» Task to carry out: Convert the material below into a JSON list of strings, one string per line, with blank lines left out.

» Listing:
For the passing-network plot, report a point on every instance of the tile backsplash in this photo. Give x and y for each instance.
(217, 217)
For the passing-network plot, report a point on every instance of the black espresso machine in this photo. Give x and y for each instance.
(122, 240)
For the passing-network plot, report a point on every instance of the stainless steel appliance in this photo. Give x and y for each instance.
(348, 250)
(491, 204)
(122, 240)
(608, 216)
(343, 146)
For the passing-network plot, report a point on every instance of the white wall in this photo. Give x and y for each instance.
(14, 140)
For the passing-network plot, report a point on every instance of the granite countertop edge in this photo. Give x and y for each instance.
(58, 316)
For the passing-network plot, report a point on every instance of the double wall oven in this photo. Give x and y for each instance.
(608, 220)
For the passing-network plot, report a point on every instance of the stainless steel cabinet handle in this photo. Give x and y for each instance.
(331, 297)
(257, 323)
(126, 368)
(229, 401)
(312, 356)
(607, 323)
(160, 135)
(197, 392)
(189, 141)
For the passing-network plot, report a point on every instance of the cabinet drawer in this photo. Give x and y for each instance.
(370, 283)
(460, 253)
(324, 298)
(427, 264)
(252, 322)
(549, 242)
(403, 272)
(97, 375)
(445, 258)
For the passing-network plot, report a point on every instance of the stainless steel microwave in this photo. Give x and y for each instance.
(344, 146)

» Exercise result:
[
  "For the passing-network plot, report a point on every instance of the tile backsplash in this photo. Give x and y for each instance.",
  "(217, 217)",
  "For the passing-network plot, report a point on every instance of the black espresso machine in this photo. Give x and y for each instance.",
  "(122, 240)",
  "For the passing-network plot, report a point on every instance of the stainless steel appliance in this photo. Give x and y for each instance.",
  "(348, 250)",
  "(491, 204)",
  "(122, 240)",
  "(608, 216)",
  "(343, 146)",
  "For the passing-network plot, report a point on every instance of the white wall in this photo. Give x and y for each instance.",
  "(14, 140)",
  "For the passing-network plot, report a point on every instance of the granite countertop edge in this photo. Give x and y for each instance.",
  "(58, 316)",
  "For the passing-network plot, report a point on every instance of the double wall oven in this photo. Give x and y for each instance.",
  "(608, 220)",
  "For the passing-network plot, report a point on every instance of the stainless steel cabinet handle in this photo. Give x and y for each instance.",
  "(331, 297)",
  "(257, 323)",
  "(126, 368)",
  "(229, 401)",
  "(312, 356)",
  "(607, 323)",
  "(160, 135)",
  "(197, 392)",
  "(189, 141)",
  "For the passing-network plot, report a point on every instance of the cabinet drawer in this photo. Give x and y for each instance.",
  "(370, 283)",
  "(460, 253)",
  "(324, 298)",
  "(427, 264)",
  "(252, 322)",
  "(549, 242)",
  "(403, 272)",
  "(97, 375)",
  "(445, 258)",
  "For the passing-network plot, report a point on every instance of the stainless steel microwave in this photo. Give x and y for each instance.",
  "(344, 146)"
]